*** EXTRACTED DATA ***

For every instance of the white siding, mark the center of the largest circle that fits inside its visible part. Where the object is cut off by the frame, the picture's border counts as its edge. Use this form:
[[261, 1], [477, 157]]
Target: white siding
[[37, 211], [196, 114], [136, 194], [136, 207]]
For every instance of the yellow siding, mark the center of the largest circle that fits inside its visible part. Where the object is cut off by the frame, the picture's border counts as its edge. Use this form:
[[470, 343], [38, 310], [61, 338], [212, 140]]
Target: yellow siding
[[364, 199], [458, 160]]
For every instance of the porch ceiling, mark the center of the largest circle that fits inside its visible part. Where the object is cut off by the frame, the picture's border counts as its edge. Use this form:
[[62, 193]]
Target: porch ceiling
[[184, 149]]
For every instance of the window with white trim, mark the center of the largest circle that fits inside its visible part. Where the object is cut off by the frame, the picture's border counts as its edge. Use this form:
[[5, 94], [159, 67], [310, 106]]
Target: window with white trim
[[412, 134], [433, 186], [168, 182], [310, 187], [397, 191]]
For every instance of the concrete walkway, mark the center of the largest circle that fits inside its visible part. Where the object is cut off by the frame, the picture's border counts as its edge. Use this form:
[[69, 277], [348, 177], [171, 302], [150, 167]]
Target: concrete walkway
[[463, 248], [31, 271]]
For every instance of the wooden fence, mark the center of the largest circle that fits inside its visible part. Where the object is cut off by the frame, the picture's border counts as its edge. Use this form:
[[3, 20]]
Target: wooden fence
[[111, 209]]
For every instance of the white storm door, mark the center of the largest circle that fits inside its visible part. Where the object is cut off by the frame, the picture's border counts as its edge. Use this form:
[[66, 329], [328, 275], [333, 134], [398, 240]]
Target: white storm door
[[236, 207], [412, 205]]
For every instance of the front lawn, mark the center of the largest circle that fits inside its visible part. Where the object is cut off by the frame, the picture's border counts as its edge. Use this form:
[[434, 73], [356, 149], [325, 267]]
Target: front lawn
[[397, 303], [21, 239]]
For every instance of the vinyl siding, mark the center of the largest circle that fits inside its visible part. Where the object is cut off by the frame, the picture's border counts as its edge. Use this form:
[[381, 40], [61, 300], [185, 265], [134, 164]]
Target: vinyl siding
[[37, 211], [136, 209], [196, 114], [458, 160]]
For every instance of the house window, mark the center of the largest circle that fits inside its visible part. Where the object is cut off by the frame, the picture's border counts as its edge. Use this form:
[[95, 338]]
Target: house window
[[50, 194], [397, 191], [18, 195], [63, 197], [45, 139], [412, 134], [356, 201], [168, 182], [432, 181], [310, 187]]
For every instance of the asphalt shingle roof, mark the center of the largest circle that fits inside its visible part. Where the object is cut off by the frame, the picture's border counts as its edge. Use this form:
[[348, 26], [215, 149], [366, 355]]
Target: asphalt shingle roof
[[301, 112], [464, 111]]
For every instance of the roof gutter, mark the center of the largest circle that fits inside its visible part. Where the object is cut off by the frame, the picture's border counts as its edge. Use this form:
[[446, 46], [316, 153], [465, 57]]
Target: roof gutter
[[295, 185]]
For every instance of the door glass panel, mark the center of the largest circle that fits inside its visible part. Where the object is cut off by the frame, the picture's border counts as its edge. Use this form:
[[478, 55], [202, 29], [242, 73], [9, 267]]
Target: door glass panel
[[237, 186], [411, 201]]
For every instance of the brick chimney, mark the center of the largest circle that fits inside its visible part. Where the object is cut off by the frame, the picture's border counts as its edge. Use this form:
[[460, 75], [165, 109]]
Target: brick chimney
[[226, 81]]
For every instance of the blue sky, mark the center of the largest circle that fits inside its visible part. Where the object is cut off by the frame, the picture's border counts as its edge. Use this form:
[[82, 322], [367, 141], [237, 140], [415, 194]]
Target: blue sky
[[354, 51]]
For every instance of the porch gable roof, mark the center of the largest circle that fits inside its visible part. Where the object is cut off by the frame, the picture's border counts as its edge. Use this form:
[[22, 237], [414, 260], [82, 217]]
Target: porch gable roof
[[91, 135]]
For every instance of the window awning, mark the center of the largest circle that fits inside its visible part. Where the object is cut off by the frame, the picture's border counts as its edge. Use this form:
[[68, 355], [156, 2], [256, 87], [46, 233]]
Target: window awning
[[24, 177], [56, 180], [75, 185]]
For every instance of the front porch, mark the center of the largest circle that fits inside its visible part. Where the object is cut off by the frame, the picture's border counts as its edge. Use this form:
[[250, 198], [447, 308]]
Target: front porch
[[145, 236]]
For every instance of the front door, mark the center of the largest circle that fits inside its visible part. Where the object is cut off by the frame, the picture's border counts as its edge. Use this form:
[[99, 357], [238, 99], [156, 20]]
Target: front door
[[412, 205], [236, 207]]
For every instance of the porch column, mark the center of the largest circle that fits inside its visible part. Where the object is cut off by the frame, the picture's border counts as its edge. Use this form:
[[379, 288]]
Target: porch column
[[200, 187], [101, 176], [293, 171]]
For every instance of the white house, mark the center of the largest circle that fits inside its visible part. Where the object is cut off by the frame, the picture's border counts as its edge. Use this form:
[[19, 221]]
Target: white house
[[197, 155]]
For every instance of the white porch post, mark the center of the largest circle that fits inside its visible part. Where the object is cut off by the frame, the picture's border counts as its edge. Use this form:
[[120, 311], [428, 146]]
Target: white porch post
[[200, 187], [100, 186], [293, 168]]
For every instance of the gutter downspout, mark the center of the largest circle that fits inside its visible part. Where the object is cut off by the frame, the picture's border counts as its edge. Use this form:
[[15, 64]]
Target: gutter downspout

*** End of EXTRACTED DATA ***

:: WHAT YOU WILL DO ::
Using the material above, return every line that holds the string "downspout".

:: EXERCISE RESPONSE ::
For every instance of the gutter downspout, mark the center of the largest circle that fits inside its visible part. Where the object is cut off by the frame, the picture's border counts as its edge. Use this form:
Target: gutter downspout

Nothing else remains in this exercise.